* Begin Supplied data *

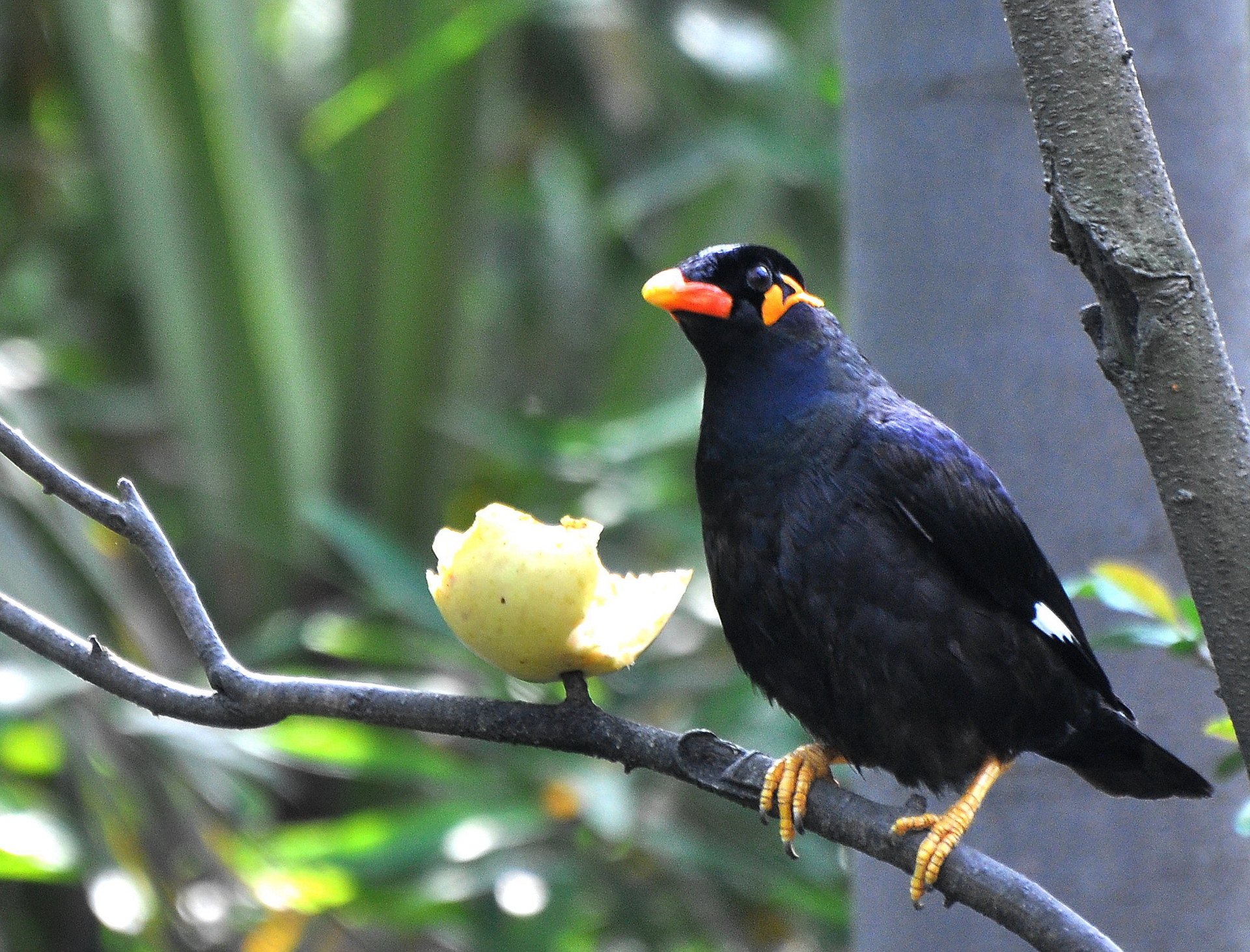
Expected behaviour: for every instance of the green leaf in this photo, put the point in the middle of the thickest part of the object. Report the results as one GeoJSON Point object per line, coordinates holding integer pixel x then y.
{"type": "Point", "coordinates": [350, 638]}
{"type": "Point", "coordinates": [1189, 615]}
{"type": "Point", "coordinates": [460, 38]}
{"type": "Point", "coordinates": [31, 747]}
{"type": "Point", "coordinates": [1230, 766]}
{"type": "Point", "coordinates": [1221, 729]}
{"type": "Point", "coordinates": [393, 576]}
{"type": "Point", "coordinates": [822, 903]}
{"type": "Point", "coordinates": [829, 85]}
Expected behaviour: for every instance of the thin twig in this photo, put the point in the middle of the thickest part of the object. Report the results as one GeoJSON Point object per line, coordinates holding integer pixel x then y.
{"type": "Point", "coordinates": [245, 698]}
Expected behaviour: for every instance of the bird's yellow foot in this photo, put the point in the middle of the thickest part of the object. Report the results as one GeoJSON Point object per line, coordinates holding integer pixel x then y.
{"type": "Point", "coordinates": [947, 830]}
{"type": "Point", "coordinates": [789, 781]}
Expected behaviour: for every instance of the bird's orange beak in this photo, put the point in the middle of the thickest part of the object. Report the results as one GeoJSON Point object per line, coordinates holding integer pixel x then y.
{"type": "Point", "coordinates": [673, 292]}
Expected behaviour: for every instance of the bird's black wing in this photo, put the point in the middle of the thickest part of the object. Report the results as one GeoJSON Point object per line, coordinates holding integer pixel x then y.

* End Supplied data *

### Exercise
Rewrite every line of the rows above as a Markdown table with the columns "No." and "Line", numbering each line and omitting blank lines. Leave the pictures out of the table.

### Complete answer
| No. | Line |
|---|---|
| 1 | Expected behaviour: for every instance of the green leaf in this photo, put the point in the middle of the thickest part of the object. Report the results as one GeoJSON Point object per line, coordinates holding integer pixel x then y. |
| 2 | {"type": "Point", "coordinates": [350, 638]} |
| 3 | {"type": "Point", "coordinates": [1189, 615]} |
| 4 | {"type": "Point", "coordinates": [460, 38]} |
| 5 | {"type": "Point", "coordinates": [31, 747]} |
| 6 | {"type": "Point", "coordinates": [1230, 766]} |
| 7 | {"type": "Point", "coordinates": [1221, 729]} |
| 8 | {"type": "Point", "coordinates": [393, 576]} |
| 9 | {"type": "Point", "coordinates": [822, 903]} |
| 10 | {"type": "Point", "coordinates": [829, 85]} |
| 11 | Expected behaviour: for every instance of the thin twig in this photo, put the point in the middle of the thickest part of the object. Report the results as one GeoJSON Point object per line, coordinates holding integer pixel x then y. |
| 12 | {"type": "Point", "coordinates": [245, 698]} |
| 13 | Expected behaviour: for every instance of the bird's yellow foot in this photo, put the point in the middle of the thickest part of the object. Report the results as one GeoJSON Point object per line, coordinates holding integer pixel x then y. |
| 14 | {"type": "Point", "coordinates": [947, 830]} |
| 15 | {"type": "Point", "coordinates": [789, 781]} |
| 16 | Expected behaviour: for every instance of the bird's orange beak in this photo, put the point in the middle of the thickest part of the object. Report the results as one GeoJSON Point object per line, coordinates holding integer pixel x then y. |
| 17 | {"type": "Point", "coordinates": [673, 292]} |
| 18 | Expected behaviour: for every instance of the bird's black wing in this photo, put the point in the middle of the thickest part of the object. Report the results as one GeoJSON Point object per line, coordinates holding integer pixel x then y. |